** begin Text provided **

I just noticed aspiration has a lot of different meanings.
Anyhow, I now have a critique partner and a beta reader for Save the Queen, and while I hope there aren't too many more changes I need to make on it, I'm glad to get some new eyes on this one. I was 19 when I started writing it, so finishing it at 26, of course I had a lot of growth, and after 2 years editing and revising, it's not a TOTALLY different story, but I do think it's better than when I started it. Hopefully, I can get some more beta readers, but Facebook only got me one loyal friend, whose been reading my stuff since we were in the 4th grade. I'll have to look at AQC to see where else to get readers.
And now that I'm "done" with it for now, I started working on a tribute sequel for Octavia Butler's Fledgling. It was her last published novel before she died, and I loved it. It's about a little girl who wakes up burned and skull-fractured in a bunch of ruins, basically, and when she heals and gets out into the world, she learns she's a 53-year-old vampire named Shori. She's not really a vampire, but her race was the cause of all the folklore, and she has to find out what happened to her and her family because she permanently lost her memory. I've seen mixed reviews: most people (the ones with sense *wink*) loved it. A few were extremely uncomfortable with it, and a few others were turned off by the court hearing the book turns into for the last third of the story. I personally loved everything about the book. It has action, mystery, sex (yeeaah haha); it made me happy, sad, angry. A good book takes you there, and for me, Octavia Butler usually succeeded in that anyhow.

** end Text provided **
** begin Available data **

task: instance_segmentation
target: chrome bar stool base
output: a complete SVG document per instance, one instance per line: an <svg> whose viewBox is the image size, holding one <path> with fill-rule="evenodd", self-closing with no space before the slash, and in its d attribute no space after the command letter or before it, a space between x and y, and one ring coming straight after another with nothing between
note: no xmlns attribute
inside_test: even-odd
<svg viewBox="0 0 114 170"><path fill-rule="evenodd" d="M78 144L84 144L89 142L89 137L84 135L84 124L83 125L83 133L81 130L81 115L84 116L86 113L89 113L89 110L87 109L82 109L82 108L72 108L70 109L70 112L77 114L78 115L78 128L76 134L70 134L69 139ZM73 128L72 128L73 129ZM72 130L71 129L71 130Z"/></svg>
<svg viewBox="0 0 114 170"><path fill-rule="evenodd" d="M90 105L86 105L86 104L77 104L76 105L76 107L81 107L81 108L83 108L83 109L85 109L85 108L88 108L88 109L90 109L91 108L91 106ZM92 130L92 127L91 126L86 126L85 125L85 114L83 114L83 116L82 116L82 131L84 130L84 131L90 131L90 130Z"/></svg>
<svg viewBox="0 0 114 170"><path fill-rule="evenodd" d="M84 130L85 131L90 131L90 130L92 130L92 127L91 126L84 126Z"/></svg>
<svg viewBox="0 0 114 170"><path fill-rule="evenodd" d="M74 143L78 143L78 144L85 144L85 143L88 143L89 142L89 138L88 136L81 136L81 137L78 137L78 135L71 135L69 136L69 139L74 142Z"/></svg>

** end Available data **

List of tasks:
1. Convert the records, from their first line through the line containing "144L84 144L89 142L89", into a Markdown table with the columns Row and Record line, leaving out any blank lines.
2. Carry on the writing post about Save the Queen and Octavia Butler's Fledgling from the point at which it stops.

Answers by task:
1.
| Row | Record line |
|---|---|
| 1 | task: instance_segmentation |
| 2 | target: chrome bar stool base |
| 3 | output: a complete SVG document per instance, one instance per line: an <svg> whose viewBox is the image size, holding one <path> with fill-rule="evenodd", self-closing with no space before the slash, and in its d attribute no space after the command letter or before it, a space between x and y, and one ring coming straight after another with nothing between |
| 4 | note: no xmlns attribute |
| 5 | inside_test: even-odd |
| 6 | <svg viewBox="0 0 114 170"><path fill-rule="evenodd" d="M78 144L84 144L89 142L89 137L84 135L84 124L83 125L83 133L81 130L81 115L84 116L86 113L89 113L89 110L87 109L82 109L82 108L72 108L70 109L70 112L77 114L78 115L78 128L76 134L70 134L69 139ZM73 128L72 128L73 129ZM72 130L71 129L71 130Z"/></svg> |

2.
So the sequel I started actually was derived from a series of vampire roleplays I used to do online with some friends. I played two characters, a cannibal/wendigo named Rubix and a 300-year-old vampire named Finlay "Falon" Moynahan (he was very Irish). I had begun writing stories for them and some of the other vampires that one of the guys said I could use that he created, and I'd even wrote a long backstory sequence for Falon and some shorter stories, but I knew they weren't going to see the light of day. I'm not even sure how the idea came to me to write them as Ina (the race in Fledgling), since I read the book either last year or the year before, but it was on my mind the last few months that it was a good place to put them. So, I read the book again, took notes as I did, compiled them, and started writing the story circling Shori's birth daughter Ruby as she prepares to (looking for a good word) spawn (ew) the next generation of dark-skinned Ina.
Shori isn't old enough to mate but is already bound to her mates when we are introduced to her, so I am working from scratch on those aspects, which is kind of cool, I think. I also want to use some of the Ina language, which means, of course, creating it, but I think I can do it. Butler described the alphabet, so at least I have something to work with.
I will keep working on it and see how it turns out. It's a really important piece to me, because of how memorable Fledgling is, and to keep the memory of some of my favorite roleplay characters alive.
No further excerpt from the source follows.